[Records drawn from a data source]

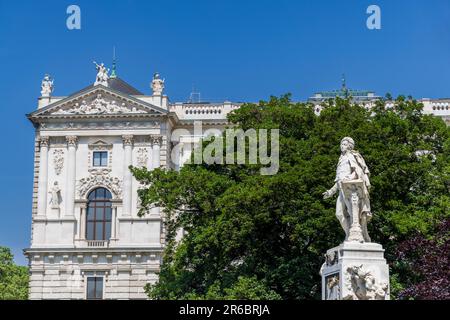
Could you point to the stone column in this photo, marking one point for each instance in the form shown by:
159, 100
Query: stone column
156, 163
156, 146
127, 178
71, 175
180, 155
82, 234
43, 177
114, 223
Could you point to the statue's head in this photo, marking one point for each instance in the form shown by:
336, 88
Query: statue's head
347, 144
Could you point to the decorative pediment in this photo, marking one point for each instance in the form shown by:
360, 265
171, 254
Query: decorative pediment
100, 145
100, 105
99, 101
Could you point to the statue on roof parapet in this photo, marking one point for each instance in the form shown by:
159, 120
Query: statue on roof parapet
102, 75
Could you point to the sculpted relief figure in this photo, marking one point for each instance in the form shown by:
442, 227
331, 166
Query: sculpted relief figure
55, 195
351, 167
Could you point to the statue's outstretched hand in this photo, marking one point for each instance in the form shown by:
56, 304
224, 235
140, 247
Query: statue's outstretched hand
326, 194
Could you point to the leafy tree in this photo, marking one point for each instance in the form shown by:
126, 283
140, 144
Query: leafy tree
252, 236
13, 278
425, 265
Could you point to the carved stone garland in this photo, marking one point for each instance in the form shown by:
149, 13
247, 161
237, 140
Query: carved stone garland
98, 179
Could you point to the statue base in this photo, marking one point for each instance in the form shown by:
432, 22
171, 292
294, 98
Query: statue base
55, 212
355, 271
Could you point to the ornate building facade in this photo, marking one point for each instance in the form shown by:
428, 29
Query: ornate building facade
87, 240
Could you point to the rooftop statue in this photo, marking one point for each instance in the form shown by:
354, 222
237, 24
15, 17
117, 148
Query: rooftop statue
157, 84
102, 74
46, 86
352, 183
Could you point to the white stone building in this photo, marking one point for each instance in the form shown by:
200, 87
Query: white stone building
87, 240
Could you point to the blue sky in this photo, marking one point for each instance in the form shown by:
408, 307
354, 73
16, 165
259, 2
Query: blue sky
235, 50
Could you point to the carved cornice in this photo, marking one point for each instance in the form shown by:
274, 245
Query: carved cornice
127, 140
100, 106
100, 146
71, 141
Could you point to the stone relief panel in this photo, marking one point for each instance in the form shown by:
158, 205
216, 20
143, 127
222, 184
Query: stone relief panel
101, 125
362, 284
332, 287
99, 106
58, 160
98, 178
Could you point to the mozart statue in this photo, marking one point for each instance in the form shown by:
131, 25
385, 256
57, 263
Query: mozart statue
351, 168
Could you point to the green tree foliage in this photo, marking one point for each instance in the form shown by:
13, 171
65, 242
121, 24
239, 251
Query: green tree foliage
250, 236
13, 278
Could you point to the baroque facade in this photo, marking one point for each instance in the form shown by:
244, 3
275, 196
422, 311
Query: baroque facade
87, 241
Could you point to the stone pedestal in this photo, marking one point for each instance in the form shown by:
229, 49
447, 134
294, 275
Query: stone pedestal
55, 212
355, 271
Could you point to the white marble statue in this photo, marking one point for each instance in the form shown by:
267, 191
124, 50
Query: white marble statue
46, 86
102, 74
351, 167
157, 84
55, 195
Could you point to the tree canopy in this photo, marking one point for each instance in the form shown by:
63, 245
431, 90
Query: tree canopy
251, 236
13, 278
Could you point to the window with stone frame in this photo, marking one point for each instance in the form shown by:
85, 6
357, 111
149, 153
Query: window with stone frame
94, 288
99, 215
100, 159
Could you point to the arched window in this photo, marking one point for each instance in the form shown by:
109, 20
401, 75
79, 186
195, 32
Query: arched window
99, 212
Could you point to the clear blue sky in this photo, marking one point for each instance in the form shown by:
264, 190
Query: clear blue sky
236, 50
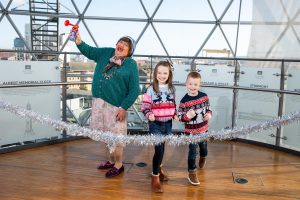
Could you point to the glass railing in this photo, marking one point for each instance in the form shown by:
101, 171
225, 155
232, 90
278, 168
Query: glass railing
241, 92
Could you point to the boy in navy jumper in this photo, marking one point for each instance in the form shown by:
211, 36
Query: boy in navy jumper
194, 110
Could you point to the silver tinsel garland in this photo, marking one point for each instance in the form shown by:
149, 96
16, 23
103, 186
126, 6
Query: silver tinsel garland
144, 140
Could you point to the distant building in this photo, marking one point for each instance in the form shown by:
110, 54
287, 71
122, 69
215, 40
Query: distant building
19, 46
7, 55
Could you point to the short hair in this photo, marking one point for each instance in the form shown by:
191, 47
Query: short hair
194, 74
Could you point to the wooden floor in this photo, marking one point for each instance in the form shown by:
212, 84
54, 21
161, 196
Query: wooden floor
68, 171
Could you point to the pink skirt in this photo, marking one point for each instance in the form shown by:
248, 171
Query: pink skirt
103, 118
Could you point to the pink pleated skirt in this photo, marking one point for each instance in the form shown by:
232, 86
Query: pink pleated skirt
103, 118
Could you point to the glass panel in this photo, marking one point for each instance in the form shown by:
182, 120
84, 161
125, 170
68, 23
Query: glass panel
257, 107
40, 100
291, 133
264, 75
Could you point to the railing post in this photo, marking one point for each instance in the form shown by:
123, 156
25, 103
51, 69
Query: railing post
281, 104
235, 94
64, 94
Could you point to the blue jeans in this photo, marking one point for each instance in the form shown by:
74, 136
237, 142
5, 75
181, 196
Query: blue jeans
193, 154
159, 128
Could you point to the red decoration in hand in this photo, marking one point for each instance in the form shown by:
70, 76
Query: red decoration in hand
75, 26
73, 31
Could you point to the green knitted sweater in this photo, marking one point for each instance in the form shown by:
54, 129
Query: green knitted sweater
122, 89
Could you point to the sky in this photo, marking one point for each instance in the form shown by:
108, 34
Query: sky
179, 39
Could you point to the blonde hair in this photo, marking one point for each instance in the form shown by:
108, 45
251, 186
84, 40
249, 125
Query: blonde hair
170, 78
194, 75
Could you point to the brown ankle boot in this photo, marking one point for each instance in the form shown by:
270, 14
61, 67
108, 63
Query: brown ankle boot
155, 184
202, 162
193, 179
162, 175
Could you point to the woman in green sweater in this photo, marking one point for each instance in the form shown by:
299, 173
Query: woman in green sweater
115, 88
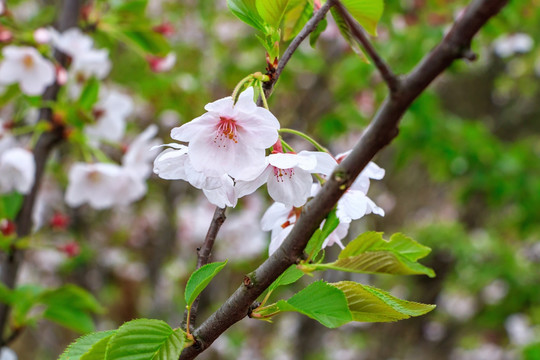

» EXERCISE DETAILS
Please state how many lines of the material above contain the string "post", counting only matches in the same case. Give the number alone.

» RESULT
2